*Given text*:
= = = = =
This page describes how to set up and host the data and the apps on Digital Research Alliance. Previous setup scripts in the
old
directory refer to the DigitalOcean server that is not live any more.
- Set up a cloud VM
We are using the Arbutus Cloud from Digital Research Alliance (former Compute Canada): https://arbutus.cloud.computecanada.ca/.
- Log into the dashboard with your CCID
- Click "Key Pairs" and create a key pair or upload a public key that you can use later for
ssh
- Click "Instances" then click "Launch Instance"
- Give a name, description
- pick availability zone "Persistent_01"
- leave count at 1
- Boot source: image
- Create New Volume: No
- Search for Ubuntu and pick Ubuntu 22.04 at least
- Flavor: p4-8gb (4 vCPUs, 8 GB RAM, 20 GB root disk)
= = = = =
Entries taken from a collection
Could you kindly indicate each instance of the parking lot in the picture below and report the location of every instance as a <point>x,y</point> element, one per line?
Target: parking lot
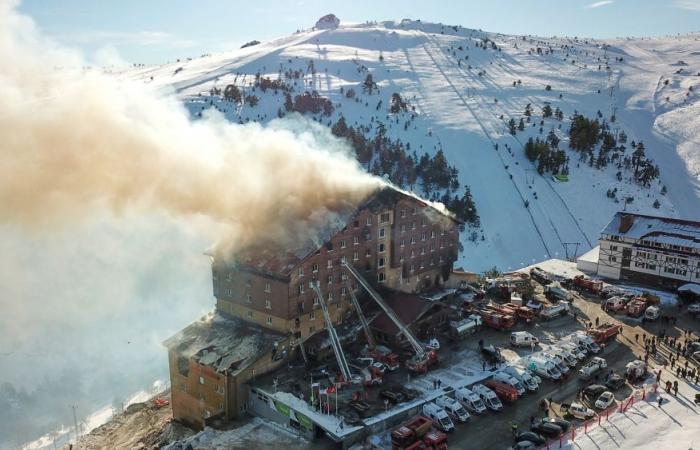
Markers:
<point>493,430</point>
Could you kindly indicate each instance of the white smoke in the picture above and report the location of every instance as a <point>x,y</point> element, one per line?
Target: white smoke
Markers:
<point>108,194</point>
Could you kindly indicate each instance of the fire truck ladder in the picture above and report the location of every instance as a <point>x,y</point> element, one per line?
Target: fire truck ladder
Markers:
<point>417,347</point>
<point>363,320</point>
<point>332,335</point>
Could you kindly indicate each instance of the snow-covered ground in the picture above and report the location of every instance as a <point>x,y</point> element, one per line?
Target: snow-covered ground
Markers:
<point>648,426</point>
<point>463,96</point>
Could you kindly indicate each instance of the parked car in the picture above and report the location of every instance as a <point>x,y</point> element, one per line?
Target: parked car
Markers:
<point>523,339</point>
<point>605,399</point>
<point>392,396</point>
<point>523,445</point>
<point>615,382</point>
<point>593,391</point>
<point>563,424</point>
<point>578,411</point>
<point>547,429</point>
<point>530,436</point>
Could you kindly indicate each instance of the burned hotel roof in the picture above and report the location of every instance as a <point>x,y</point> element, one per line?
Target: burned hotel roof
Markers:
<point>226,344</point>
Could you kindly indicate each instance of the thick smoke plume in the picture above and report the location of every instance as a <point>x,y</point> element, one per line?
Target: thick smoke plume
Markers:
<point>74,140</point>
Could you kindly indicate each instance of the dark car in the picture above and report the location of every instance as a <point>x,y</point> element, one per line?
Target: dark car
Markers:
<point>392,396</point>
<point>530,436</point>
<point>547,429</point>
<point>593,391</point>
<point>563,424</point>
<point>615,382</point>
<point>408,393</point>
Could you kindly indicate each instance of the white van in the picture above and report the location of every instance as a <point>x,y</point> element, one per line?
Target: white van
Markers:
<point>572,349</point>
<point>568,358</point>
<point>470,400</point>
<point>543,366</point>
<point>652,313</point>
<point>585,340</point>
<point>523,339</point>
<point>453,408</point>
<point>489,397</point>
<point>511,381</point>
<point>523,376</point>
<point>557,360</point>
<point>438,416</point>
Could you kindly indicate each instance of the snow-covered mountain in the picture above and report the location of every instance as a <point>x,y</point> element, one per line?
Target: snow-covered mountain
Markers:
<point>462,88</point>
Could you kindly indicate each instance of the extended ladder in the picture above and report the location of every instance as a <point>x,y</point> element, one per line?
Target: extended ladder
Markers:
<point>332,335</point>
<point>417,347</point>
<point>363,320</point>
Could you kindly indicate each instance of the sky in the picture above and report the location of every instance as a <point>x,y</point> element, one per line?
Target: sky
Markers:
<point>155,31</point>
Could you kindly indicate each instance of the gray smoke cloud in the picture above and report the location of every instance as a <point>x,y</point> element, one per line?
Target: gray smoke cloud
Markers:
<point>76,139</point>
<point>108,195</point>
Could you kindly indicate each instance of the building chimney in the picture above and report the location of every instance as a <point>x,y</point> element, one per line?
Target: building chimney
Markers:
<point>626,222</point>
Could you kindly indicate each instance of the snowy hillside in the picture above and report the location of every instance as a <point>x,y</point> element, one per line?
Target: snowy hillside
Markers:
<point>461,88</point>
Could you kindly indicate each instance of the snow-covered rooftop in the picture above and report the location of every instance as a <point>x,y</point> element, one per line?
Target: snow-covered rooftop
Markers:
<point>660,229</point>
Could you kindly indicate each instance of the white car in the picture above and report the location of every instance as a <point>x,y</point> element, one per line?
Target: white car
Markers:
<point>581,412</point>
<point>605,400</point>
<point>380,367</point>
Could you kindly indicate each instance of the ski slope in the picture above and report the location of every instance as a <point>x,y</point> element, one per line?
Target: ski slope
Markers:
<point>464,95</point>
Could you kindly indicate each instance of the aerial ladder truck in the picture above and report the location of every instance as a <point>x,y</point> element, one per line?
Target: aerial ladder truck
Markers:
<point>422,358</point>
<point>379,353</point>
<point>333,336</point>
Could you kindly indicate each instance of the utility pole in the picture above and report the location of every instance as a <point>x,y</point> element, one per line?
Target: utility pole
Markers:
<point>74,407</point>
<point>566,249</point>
= = = = =
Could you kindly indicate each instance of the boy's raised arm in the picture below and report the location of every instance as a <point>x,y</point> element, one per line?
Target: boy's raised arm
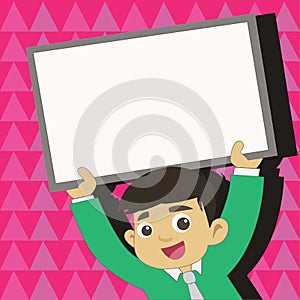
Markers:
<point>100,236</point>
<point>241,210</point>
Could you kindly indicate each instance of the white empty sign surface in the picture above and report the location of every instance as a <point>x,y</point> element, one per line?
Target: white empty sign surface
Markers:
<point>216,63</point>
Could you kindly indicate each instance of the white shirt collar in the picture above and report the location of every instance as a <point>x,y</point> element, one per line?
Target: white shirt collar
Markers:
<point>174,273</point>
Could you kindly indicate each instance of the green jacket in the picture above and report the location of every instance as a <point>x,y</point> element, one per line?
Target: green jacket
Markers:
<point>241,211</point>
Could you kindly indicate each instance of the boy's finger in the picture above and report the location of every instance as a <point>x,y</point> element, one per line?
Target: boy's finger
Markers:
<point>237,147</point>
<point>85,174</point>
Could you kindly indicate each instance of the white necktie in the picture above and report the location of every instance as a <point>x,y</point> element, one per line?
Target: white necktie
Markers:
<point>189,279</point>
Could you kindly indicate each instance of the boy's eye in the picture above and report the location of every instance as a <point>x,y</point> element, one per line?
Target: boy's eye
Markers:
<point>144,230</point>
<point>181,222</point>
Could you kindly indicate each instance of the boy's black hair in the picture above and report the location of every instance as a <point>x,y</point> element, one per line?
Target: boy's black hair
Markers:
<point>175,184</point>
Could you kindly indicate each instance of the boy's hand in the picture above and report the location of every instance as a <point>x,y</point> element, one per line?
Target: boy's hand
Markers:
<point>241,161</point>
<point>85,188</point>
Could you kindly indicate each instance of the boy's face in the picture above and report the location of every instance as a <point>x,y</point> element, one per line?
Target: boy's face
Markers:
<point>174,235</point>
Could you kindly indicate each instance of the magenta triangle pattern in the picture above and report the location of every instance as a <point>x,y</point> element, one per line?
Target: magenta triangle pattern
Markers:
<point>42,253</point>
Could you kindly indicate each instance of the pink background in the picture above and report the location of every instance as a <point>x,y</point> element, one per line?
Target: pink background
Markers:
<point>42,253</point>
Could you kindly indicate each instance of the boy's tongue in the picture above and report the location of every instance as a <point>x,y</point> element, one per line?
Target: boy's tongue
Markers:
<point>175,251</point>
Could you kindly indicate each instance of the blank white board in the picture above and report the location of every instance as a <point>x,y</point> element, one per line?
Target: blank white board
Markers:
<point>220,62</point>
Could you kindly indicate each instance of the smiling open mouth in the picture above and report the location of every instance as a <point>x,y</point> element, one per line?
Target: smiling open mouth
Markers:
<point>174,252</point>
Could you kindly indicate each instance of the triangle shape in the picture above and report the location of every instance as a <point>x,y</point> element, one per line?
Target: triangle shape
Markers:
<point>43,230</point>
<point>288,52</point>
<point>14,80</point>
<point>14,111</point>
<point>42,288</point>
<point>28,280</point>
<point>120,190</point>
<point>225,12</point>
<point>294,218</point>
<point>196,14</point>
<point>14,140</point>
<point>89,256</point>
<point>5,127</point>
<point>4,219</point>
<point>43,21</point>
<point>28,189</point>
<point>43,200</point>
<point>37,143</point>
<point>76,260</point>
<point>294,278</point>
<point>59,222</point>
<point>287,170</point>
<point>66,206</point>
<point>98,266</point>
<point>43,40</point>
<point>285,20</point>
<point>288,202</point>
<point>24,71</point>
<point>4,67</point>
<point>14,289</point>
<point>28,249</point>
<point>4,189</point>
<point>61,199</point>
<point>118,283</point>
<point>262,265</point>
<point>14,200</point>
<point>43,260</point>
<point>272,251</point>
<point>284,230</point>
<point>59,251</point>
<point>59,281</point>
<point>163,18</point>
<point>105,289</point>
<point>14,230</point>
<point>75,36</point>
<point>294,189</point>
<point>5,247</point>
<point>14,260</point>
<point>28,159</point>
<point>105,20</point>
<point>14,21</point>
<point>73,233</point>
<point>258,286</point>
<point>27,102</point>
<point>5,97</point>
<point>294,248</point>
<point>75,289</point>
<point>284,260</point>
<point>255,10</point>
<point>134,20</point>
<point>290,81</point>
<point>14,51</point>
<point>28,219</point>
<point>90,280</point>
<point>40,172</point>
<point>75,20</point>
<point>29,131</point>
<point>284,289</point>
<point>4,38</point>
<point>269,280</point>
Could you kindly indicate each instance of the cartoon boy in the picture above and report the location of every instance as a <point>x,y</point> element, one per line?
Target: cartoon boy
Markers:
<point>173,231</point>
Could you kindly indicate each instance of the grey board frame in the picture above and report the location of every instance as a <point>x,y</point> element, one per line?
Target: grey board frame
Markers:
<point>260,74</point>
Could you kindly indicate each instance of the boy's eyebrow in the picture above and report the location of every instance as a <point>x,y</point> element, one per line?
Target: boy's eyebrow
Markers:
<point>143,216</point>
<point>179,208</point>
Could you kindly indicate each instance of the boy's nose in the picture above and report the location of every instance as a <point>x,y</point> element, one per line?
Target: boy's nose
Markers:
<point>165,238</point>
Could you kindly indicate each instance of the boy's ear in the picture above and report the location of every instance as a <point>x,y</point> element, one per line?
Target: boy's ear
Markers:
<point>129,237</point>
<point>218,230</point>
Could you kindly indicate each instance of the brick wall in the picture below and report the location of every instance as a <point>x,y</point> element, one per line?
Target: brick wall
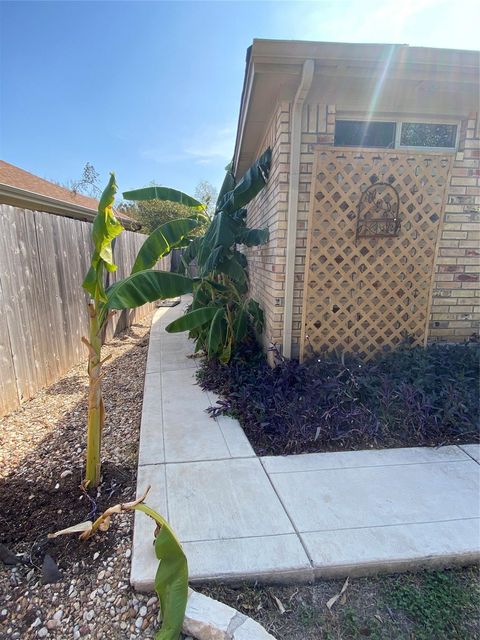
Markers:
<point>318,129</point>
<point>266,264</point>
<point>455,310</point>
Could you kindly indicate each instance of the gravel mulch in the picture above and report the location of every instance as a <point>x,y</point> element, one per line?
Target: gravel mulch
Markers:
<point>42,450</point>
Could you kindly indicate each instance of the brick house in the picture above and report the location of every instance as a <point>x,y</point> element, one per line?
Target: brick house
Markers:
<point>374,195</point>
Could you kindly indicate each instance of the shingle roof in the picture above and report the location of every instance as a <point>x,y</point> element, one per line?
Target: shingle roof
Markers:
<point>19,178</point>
= = = = =
*Short exercise 1*: Decide whether each statement agrees with the setup page, answering yes or no and quoting the deciding words: (a) The availability zone to pick is "Persistent_01". (b) The instance count should be set to 2. (c) A new volume should be created for the instance.
*Short exercise 2*: According to the setup page, how much RAM does the chosen flavor provide?
*Short exercise 3*: Return the stretch of the setup page from "- leave count" through "GB root disk)".

*Correct response 1*:
(a) Yes: "pick availability zone "Persistent_01""
(b) No: "leave count at 1"
(c) No: "Create New Volume: No"

*Correct response 2*: 8 GB

*Correct response 3*:
- leave count at 1
- Boot source: image
- Create New Volume: No
- Search for Ubuntu and pick Ubuntu 22.04 at least
- Flavor: p4-8gb (4 vCPUs, 8 GB RAM, 20 GB root disk)